* Start *

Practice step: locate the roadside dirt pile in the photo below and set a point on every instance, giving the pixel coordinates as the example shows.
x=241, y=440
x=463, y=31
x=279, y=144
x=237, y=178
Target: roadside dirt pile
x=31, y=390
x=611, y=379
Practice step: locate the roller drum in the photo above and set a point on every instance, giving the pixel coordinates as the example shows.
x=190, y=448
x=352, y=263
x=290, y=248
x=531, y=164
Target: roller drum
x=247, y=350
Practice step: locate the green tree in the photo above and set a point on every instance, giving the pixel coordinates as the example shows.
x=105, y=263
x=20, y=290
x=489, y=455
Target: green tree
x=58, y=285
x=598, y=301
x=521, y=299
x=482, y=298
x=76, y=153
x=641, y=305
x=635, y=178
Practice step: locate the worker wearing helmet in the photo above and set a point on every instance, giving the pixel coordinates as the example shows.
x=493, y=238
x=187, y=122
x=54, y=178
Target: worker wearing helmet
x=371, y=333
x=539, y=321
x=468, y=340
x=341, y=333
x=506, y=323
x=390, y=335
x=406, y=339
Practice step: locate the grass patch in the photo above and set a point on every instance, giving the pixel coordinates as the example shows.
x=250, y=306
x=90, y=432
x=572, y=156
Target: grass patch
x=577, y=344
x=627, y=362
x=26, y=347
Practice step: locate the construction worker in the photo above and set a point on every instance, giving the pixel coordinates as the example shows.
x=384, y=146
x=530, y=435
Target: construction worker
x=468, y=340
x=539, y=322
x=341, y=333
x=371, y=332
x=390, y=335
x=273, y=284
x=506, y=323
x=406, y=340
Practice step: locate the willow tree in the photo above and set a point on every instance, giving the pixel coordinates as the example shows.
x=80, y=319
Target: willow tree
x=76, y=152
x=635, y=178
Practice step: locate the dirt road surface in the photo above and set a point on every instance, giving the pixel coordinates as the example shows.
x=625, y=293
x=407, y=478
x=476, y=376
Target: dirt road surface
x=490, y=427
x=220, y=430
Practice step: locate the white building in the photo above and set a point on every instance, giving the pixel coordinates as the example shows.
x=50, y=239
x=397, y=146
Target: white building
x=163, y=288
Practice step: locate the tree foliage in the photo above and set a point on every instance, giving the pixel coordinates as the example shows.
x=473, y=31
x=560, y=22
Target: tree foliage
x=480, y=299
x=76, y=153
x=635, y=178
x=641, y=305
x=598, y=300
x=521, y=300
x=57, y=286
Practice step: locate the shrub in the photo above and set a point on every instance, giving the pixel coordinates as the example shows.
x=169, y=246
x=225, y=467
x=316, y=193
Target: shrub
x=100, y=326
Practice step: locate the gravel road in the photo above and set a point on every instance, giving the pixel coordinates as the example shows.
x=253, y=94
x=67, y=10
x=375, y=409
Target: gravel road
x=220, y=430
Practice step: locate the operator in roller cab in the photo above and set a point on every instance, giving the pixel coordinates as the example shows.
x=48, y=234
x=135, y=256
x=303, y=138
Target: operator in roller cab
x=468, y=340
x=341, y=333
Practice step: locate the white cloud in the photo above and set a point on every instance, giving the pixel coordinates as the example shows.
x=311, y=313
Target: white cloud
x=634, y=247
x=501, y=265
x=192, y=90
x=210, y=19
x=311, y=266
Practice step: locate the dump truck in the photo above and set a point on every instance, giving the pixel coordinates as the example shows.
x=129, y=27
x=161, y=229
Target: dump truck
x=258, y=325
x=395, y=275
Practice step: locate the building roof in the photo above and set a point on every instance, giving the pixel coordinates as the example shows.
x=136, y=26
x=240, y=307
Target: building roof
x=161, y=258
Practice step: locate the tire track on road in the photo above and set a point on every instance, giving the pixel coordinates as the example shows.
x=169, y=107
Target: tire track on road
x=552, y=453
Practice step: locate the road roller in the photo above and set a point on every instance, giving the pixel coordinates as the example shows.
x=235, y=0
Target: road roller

* End *

What needs to be done> Using the listing above, retype each line exactly.

Reply>
Practice step: locate the roadside dirt pile in the photo below and set a point on every instance, giving the pixel coordinates as the example shows.
x=241, y=440
x=463, y=31
x=279, y=144
x=237, y=178
Target: roadside dirt pile
x=31, y=390
x=611, y=379
Practice step: locate the roller drum in the photo above and set a point on every instance, giving the pixel coordinates as the example shows.
x=190, y=448
x=352, y=263
x=290, y=248
x=531, y=164
Target: roller drum
x=247, y=350
Practice step: locate the green tree in the photo above and set a point on every instance, giving the pixel coordinates as the example shows.
x=105, y=263
x=20, y=290
x=489, y=455
Target: green tree
x=58, y=285
x=598, y=301
x=521, y=299
x=482, y=298
x=76, y=153
x=641, y=305
x=635, y=178
Practice step: locate the worker wearing helmet in the photo above and set a point on every instance, giving the pixel coordinates as the example shows.
x=493, y=238
x=187, y=122
x=54, y=178
Target: worker wearing helmet
x=371, y=333
x=539, y=321
x=468, y=340
x=341, y=333
x=506, y=323
x=390, y=335
x=406, y=339
Practice step: locate the grass patch in the photo above and set a point on every instance, giving the pixel coordinates as the example shows.
x=250, y=306
x=90, y=432
x=572, y=156
Target: grass patch
x=577, y=344
x=627, y=362
x=26, y=347
Practice step: locate the construction worker in the photo above and set a point on every instance, giving the pixel coordinates as the example shows.
x=384, y=146
x=530, y=435
Target: construction worker
x=468, y=340
x=539, y=322
x=341, y=333
x=371, y=332
x=390, y=335
x=273, y=284
x=506, y=323
x=406, y=340
Practice step: locate the willow tree in the photo above and set a point on every instance, giving the pixel coordinates as the example shows.
x=80, y=319
Target: willow tree
x=76, y=152
x=635, y=178
Practice step: locate the dirt road surface in the photo above and set a point on every instance, giving the pixel coordinates as the example shows.
x=625, y=293
x=407, y=478
x=476, y=376
Target: dirt road surface
x=490, y=427
x=220, y=430
Practice step: locate the white building in the photo above and set a point on every instance, giving the pixel coordinates as the example shows.
x=50, y=239
x=397, y=146
Target: white building
x=163, y=288
Practice step: locate the tree foliage in the photo above and set a point on every instance, giving the pixel coordinates as the example shows.
x=473, y=31
x=560, y=22
Target: tree foliage
x=480, y=299
x=76, y=153
x=635, y=178
x=641, y=305
x=598, y=300
x=521, y=300
x=57, y=286
Practice step: locate the shrub in the photo above and set a point on every instance, giving the pixel coordinates as the example shows.
x=169, y=246
x=225, y=467
x=316, y=193
Target: shrub
x=100, y=326
Practice step: locate the gravel road in the photo above and set a point on every instance, giving the pixel coordinates as the example shows.
x=253, y=94
x=67, y=10
x=375, y=409
Target: gravel road
x=220, y=430
Practice step: locate the operator in roller cab in the photo above and set a point on every instance, giving the pixel coordinates as the example shows.
x=48, y=234
x=135, y=256
x=303, y=138
Target: operator in roller cab
x=468, y=340
x=341, y=333
Practice step: locate the white cloud in the photo above and set a point on every instance, giving the pixel coordinates as the example shows.
x=311, y=313
Target: white cloud
x=634, y=247
x=501, y=265
x=192, y=90
x=210, y=19
x=311, y=266
Practice step: locate the dump truck in the photo above and set a point on every instance, giving the pixel coordinates as the example shows.
x=129, y=27
x=161, y=229
Target: dump truck
x=258, y=325
x=395, y=275
Practice step: locate the building roof in the photo above and set a point on every instance, giving the pixel coordinates as the example shows.
x=136, y=26
x=240, y=307
Target: building roof
x=161, y=258
Practice step: locate the tire track on road in the photo above and set a point on every instance, giving the pixel coordinates as the example shows.
x=169, y=107
Target: tire track on road
x=552, y=453
Practice step: locate the road roller in the photo above and set a point on every instance, giving the pixel coordinates as the example shows.
x=235, y=0
Target: road roller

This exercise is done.